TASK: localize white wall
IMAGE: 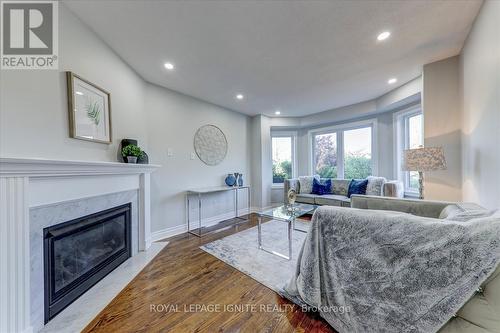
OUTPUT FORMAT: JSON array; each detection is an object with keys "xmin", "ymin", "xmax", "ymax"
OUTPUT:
[
  {"xmin": 0, "ymin": 5, "xmax": 148, "ymax": 161},
  {"xmin": 460, "ymin": 1, "xmax": 500, "ymax": 208},
  {"xmin": 422, "ymin": 56, "xmax": 462, "ymax": 201},
  {"xmin": 144, "ymin": 84, "xmax": 250, "ymax": 231},
  {"xmin": 0, "ymin": 4, "xmax": 250, "ymax": 232}
]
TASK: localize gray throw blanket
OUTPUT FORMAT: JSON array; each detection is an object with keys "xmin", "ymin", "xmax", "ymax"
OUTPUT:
[{"xmin": 281, "ymin": 207, "xmax": 500, "ymax": 333}]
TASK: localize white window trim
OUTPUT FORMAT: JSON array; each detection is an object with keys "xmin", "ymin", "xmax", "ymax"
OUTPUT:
[
  {"xmin": 307, "ymin": 118, "xmax": 379, "ymax": 177},
  {"xmin": 271, "ymin": 131, "xmax": 298, "ymax": 188},
  {"xmin": 393, "ymin": 104, "xmax": 425, "ymax": 197}
]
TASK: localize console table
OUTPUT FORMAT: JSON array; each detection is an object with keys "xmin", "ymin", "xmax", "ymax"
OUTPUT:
[{"xmin": 186, "ymin": 185, "xmax": 251, "ymax": 237}]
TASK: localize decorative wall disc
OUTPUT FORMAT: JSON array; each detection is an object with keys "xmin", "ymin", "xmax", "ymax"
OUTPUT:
[{"xmin": 194, "ymin": 125, "xmax": 227, "ymax": 165}]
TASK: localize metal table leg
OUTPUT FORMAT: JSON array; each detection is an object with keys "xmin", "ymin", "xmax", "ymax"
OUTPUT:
[{"xmin": 257, "ymin": 214, "xmax": 293, "ymax": 260}]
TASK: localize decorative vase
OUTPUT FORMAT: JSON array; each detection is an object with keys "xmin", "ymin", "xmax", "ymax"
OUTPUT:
[
  {"xmin": 127, "ymin": 156, "xmax": 137, "ymax": 164},
  {"xmin": 233, "ymin": 172, "xmax": 240, "ymax": 186},
  {"xmin": 287, "ymin": 189, "xmax": 297, "ymax": 205},
  {"xmin": 224, "ymin": 173, "xmax": 236, "ymax": 186}
]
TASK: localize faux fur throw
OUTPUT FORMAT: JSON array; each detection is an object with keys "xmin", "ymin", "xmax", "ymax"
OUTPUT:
[{"xmin": 281, "ymin": 206, "xmax": 500, "ymax": 333}]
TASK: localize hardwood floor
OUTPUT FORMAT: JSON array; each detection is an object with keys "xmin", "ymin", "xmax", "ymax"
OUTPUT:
[{"xmin": 84, "ymin": 215, "xmax": 334, "ymax": 333}]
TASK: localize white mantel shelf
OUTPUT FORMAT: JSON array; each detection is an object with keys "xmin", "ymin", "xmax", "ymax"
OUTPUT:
[
  {"xmin": 0, "ymin": 157, "xmax": 161, "ymax": 177},
  {"xmin": 0, "ymin": 157, "xmax": 160, "ymax": 333}
]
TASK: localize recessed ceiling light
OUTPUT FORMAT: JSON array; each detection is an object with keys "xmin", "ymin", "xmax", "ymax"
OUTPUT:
[{"xmin": 377, "ymin": 31, "xmax": 391, "ymax": 40}]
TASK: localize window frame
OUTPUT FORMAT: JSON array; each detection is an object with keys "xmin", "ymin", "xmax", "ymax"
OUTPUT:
[
  {"xmin": 308, "ymin": 118, "xmax": 378, "ymax": 179},
  {"xmin": 270, "ymin": 131, "xmax": 297, "ymax": 188},
  {"xmin": 393, "ymin": 103, "xmax": 425, "ymax": 197}
]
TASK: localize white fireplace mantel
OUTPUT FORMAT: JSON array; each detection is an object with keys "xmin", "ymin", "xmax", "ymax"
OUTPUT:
[{"xmin": 0, "ymin": 157, "xmax": 160, "ymax": 333}]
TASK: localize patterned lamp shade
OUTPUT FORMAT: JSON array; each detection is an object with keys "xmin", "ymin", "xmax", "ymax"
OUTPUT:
[{"xmin": 403, "ymin": 147, "xmax": 446, "ymax": 172}]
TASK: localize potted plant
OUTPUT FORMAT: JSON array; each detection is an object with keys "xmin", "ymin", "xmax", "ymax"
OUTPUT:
[{"xmin": 122, "ymin": 145, "xmax": 143, "ymax": 163}]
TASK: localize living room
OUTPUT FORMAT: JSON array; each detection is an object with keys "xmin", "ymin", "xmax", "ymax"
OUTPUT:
[{"xmin": 0, "ymin": 0, "xmax": 500, "ymax": 333}]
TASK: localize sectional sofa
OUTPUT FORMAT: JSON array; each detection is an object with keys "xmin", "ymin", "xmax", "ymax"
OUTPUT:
[
  {"xmin": 351, "ymin": 195, "xmax": 500, "ymax": 333},
  {"xmin": 283, "ymin": 177, "xmax": 404, "ymax": 207}
]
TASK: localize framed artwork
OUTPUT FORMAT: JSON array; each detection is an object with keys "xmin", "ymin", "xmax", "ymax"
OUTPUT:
[{"xmin": 66, "ymin": 72, "xmax": 111, "ymax": 144}]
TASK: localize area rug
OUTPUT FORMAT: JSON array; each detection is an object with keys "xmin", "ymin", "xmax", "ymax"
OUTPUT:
[{"xmin": 200, "ymin": 220, "xmax": 310, "ymax": 291}]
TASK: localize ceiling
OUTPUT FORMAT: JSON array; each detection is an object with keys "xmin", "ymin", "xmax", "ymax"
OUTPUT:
[{"xmin": 65, "ymin": 0, "xmax": 482, "ymax": 116}]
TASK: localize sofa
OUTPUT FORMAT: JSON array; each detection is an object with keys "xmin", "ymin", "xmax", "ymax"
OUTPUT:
[
  {"xmin": 283, "ymin": 177, "xmax": 404, "ymax": 207},
  {"xmin": 351, "ymin": 195, "xmax": 500, "ymax": 333}
]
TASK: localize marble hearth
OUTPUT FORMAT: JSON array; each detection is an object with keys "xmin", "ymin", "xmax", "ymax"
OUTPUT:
[{"xmin": 0, "ymin": 158, "xmax": 159, "ymax": 332}]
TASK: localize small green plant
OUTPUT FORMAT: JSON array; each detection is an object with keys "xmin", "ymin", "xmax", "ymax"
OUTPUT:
[
  {"xmin": 122, "ymin": 145, "xmax": 143, "ymax": 157},
  {"xmin": 85, "ymin": 101, "xmax": 101, "ymax": 125}
]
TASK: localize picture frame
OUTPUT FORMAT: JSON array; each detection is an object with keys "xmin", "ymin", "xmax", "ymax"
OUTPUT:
[{"xmin": 66, "ymin": 72, "xmax": 112, "ymax": 144}]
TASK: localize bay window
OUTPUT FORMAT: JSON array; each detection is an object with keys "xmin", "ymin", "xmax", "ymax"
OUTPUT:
[
  {"xmin": 271, "ymin": 132, "xmax": 295, "ymax": 185},
  {"xmin": 310, "ymin": 120, "xmax": 376, "ymax": 179},
  {"xmin": 395, "ymin": 106, "xmax": 424, "ymax": 196}
]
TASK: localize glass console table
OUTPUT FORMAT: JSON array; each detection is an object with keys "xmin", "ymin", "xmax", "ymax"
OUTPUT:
[
  {"xmin": 186, "ymin": 185, "xmax": 251, "ymax": 237},
  {"xmin": 258, "ymin": 204, "xmax": 318, "ymax": 260}
]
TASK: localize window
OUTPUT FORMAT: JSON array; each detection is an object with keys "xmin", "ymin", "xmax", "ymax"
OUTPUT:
[
  {"xmin": 311, "ymin": 120, "xmax": 376, "ymax": 179},
  {"xmin": 344, "ymin": 127, "xmax": 372, "ymax": 179},
  {"xmin": 314, "ymin": 133, "xmax": 337, "ymax": 178},
  {"xmin": 271, "ymin": 133, "xmax": 295, "ymax": 184},
  {"xmin": 396, "ymin": 107, "xmax": 424, "ymax": 196}
]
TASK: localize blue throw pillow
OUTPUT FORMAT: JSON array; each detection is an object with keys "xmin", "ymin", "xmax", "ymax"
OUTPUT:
[
  {"xmin": 312, "ymin": 178, "xmax": 332, "ymax": 195},
  {"xmin": 347, "ymin": 179, "xmax": 368, "ymax": 198}
]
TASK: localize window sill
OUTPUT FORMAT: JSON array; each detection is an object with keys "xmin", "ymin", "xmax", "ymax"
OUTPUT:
[{"xmin": 404, "ymin": 192, "xmax": 420, "ymax": 199}]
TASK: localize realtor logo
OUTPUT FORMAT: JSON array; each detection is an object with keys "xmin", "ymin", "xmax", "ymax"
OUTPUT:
[{"xmin": 0, "ymin": 1, "xmax": 58, "ymax": 69}]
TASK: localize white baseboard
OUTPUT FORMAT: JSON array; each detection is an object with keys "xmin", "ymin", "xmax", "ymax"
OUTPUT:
[{"xmin": 151, "ymin": 207, "xmax": 267, "ymax": 242}]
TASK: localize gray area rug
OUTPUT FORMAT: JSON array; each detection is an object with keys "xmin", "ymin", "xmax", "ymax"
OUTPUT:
[{"xmin": 200, "ymin": 220, "xmax": 310, "ymax": 292}]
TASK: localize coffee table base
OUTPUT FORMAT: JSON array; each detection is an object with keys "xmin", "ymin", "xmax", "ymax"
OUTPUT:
[{"xmin": 258, "ymin": 214, "xmax": 307, "ymax": 260}]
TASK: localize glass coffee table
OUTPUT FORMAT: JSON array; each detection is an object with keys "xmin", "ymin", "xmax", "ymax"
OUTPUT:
[{"xmin": 258, "ymin": 204, "xmax": 318, "ymax": 260}]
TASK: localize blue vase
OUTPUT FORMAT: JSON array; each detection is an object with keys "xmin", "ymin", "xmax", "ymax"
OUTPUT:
[{"xmin": 224, "ymin": 173, "xmax": 236, "ymax": 186}]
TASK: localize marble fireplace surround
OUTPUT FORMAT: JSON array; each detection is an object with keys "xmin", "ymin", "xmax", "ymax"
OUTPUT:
[{"xmin": 0, "ymin": 158, "xmax": 159, "ymax": 332}]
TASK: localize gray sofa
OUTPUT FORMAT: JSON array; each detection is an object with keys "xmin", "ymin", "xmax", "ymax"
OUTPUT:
[
  {"xmin": 351, "ymin": 195, "xmax": 500, "ymax": 333},
  {"xmin": 283, "ymin": 178, "xmax": 403, "ymax": 207}
]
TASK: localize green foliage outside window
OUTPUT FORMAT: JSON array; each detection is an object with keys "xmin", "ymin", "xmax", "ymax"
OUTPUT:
[
  {"xmin": 273, "ymin": 161, "xmax": 292, "ymax": 184},
  {"xmin": 344, "ymin": 154, "xmax": 372, "ymax": 179},
  {"xmin": 316, "ymin": 154, "xmax": 372, "ymax": 179}
]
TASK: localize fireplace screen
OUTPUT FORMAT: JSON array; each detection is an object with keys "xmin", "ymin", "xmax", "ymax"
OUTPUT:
[{"xmin": 44, "ymin": 204, "xmax": 131, "ymax": 322}]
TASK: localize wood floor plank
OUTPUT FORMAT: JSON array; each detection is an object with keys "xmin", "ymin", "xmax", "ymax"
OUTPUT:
[{"xmin": 83, "ymin": 215, "xmax": 334, "ymax": 333}]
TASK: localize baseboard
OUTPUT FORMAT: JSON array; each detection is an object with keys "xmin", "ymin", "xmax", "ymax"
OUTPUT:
[{"xmin": 151, "ymin": 207, "xmax": 267, "ymax": 242}]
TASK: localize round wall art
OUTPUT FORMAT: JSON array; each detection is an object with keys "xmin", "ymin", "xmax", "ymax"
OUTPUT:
[{"xmin": 194, "ymin": 125, "xmax": 227, "ymax": 165}]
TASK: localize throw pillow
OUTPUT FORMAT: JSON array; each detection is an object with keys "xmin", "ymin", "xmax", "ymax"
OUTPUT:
[
  {"xmin": 366, "ymin": 176, "xmax": 387, "ymax": 196},
  {"xmin": 299, "ymin": 175, "xmax": 319, "ymax": 194},
  {"xmin": 312, "ymin": 178, "xmax": 332, "ymax": 195},
  {"xmin": 347, "ymin": 179, "xmax": 368, "ymax": 198},
  {"xmin": 332, "ymin": 179, "xmax": 351, "ymax": 197}
]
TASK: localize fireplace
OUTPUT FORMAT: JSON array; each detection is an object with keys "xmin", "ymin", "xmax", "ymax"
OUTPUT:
[{"xmin": 43, "ymin": 203, "xmax": 132, "ymax": 323}]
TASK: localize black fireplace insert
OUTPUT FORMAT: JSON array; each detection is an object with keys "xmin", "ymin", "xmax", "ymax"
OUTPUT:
[{"xmin": 43, "ymin": 203, "xmax": 131, "ymax": 323}]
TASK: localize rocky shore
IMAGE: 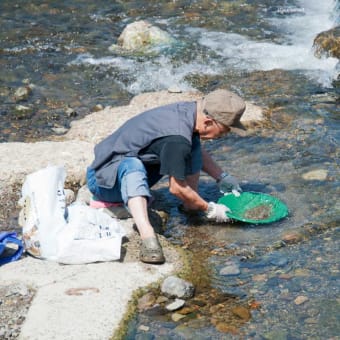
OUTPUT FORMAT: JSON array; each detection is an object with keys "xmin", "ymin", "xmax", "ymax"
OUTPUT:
[{"xmin": 0, "ymin": 91, "xmax": 264, "ymax": 340}]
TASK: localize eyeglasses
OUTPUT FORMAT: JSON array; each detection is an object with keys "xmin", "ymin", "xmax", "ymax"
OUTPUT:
[{"xmin": 214, "ymin": 119, "xmax": 230, "ymax": 136}]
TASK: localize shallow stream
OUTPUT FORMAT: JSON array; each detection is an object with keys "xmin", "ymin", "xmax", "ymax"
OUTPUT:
[{"xmin": 0, "ymin": 0, "xmax": 340, "ymax": 339}]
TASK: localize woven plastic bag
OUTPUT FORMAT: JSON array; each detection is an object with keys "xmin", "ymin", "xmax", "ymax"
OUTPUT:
[{"xmin": 19, "ymin": 166, "xmax": 125, "ymax": 264}]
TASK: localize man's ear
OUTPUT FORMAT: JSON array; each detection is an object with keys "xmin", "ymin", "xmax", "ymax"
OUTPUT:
[{"xmin": 203, "ymin": 115, "xmax": 214, "ymax": 127}]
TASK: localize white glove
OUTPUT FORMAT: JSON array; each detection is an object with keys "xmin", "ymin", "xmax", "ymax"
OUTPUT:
[
  {"xmin": 217, "ymin": 172, "xmax": 242, "ymax": 194},
  {"xmin": 205, "ymin": 202, "xmax": 230, "ymax": 223}
]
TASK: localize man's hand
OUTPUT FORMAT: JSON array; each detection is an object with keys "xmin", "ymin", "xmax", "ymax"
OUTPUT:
[
  {"xmin": 217, "ymin": 172, "xmax": 242, "ymax": 194},
  {"xmin": 205, "ymin": 202, "xmax": 230, "ymax": 223}
]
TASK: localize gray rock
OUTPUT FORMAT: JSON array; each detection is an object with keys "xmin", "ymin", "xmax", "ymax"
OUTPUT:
[
  {"xmin": 14, "ymin": 86, "xmax": 32, "ymax": 102},
  {"xmin": 220, "ymin": 261, "xmax": 241, "ymax": 276},
  {"xmin": 161, "ymin": 276, "xmax": 195, "ymax": 299},
  {"xmin": 165, "ymin": 299, "xmax": 185, "ymax": 312}
]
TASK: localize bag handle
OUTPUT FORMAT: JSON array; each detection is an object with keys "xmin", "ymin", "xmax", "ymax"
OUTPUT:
[{"xmin": 0, "ymin": 232, "xmax": 24, "ymax": 266}]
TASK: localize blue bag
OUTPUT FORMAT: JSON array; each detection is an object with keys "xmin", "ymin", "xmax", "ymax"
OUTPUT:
[{"xmin": 0, "ymin": 231, "xmax": 24, "ymax": 266}]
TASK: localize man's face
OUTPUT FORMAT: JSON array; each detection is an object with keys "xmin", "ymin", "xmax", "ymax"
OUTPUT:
[{"xmin": 199, "ymin": 118, "xmax": 230, "ymax": 139}]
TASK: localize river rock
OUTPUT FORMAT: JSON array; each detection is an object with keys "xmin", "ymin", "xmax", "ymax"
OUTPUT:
[
  {"xmin": 313, "ymin": 26, "xmax": 340, "ymax": 59},
  {"xmin": 110, "ymin": 20, "xmax": 173, "ymax": 51},
  {"xmin": 161, "ymin": 276, "xmax": 195, "ymax": 299},
  {"xmin": 302, "ymin": 169, "xmax": 328, "ymax": 181},
  {"xmin": 294, "ymin": 295, "xmax": 308, "ymax": 305},
  {"xmin": 282, "ymin": 232, "xmax": 302, "ymax": 244},
  {"xmin": 231, "ymin": 306, "xmax": 251, "ymax": 321},
  {"xmin": 171, "ymin": 313, "xmax": 186, "ymax": 322},
  {"xmin": 165, "ymin": 299, "xmax": 185, "ymax": 312},
  {"xmin": 14, "ymin": 86, "xmax": 32, "ymax": 102},
  {"xmin": 220, "ymin": 261, "xmax": 241, "ymax": 276}
]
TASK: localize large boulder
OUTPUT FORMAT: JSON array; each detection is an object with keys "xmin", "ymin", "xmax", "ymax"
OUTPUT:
[
  {"xmin": 313, "ymin": 26, "xmax": 340, "ymax": 59},
  {"xmin": 110, "ymin": 20, "xmax": 174, "ymax": 52}
]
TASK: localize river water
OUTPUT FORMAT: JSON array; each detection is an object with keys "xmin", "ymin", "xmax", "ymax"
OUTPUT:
[{"xmin": 0, "ymin": 0, "xmax": 340, "ymax": 339}]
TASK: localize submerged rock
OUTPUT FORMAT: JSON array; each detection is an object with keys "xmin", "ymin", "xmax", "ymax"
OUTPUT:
[
  {"xmin": 313, "ymin": 26, "xmax": 340, "ymax": 59},
  {"xmin": 302, "ymin": 169, "xmax": 328, "ymax": 181},
  {"xmin": 110, "ymin": 20, "xmax": 173, "ymax": 51},
  {"xmin": 14, "ymin": 86, "xmax": 32, "ymax": 102},
  {"xmin": 161, "ymin": 276, "xmax": 195, "ymax": 299}
]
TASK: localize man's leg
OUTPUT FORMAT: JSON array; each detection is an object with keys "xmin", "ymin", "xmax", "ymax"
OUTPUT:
[
  {"xmin": 128, "ymin": 196, "xmax": 156, "ymax": 240},
  {"xmin": 118, "ymin": 157, "xmax": 165, "ymax": 263}
]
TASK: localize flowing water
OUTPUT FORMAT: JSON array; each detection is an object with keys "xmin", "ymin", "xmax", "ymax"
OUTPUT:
[{"xmin": 0, "ymin": 0, "xmax": 340, "ymax": 339}]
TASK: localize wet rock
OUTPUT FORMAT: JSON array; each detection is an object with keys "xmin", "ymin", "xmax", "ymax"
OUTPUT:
[
  {"xmin": 294, "ymin": 295, "xmax": 309, "ymax": 306},
  {"xmin": 313, "ymin": 26, "xmax": 340, "ymax": 59},
  {"xmin": 267, "ymin": 252, "xmax": 288, "ymax": 267},
  {"xmin": 220, "ymin": 261, "xmax": 241, "ymax": 276},
  {"xmin": 302, "ymin": 169, "xmax": 328, "ymax": 181},
  {"xmin": 231, "ymin": 306, "xmax": 251, "ymax": 321},
  {"xmin": 138, "ymin": 325, "xmax": 150, "ymax": 332},
  {"xmin": 110, "ymin": 20, "xmax": 173, "ymax": 51},
  {"xmin": 65, "ymin": 107, "xmax": 78, "ymax": 118},
  {"xmin": 156, "ymin": 296, "xmax": 169, "ymax": 304},
  {"xmin": 263, "ymin": 330, "xmax": 289, "ymax": 340},
  {"xmin": 171, "ymin": 313, "xmax": 186, "ymax": 322},
  {"xmin": 14, "ymin": 86, "xmax": 32, "ymax": 102},
  {"xmin": 282, "ymin": 233, "xmax": 302, "ymax": 244},
  {"xmin": 51, "ymin": 127, "xmax": 68, "ymax": 135},
  {"xmin": 137, "ymin": 293, "xmax": 156, "ymax": 311},
  {"xmin": 91, "ymin": 104, "xmax": 104, "ymax": 112},
  {"xmin": 161, "ymin": 276, "xmax": 195, "ymax": 299},
  {"xmin": 14, "ymin": 105, "xmax": 33, "ymax": 120},
  {"xmin": 165, "ymin": 299, "xmax": 185, "ymax": 312}
]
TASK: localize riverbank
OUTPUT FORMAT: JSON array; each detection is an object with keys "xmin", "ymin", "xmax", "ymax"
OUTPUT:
^^^^^^^^^^^^^^^^
• Instructions to follow
State how many lines in the data above contain the string "pillow", where case counts. Give only the number.

• Reply
2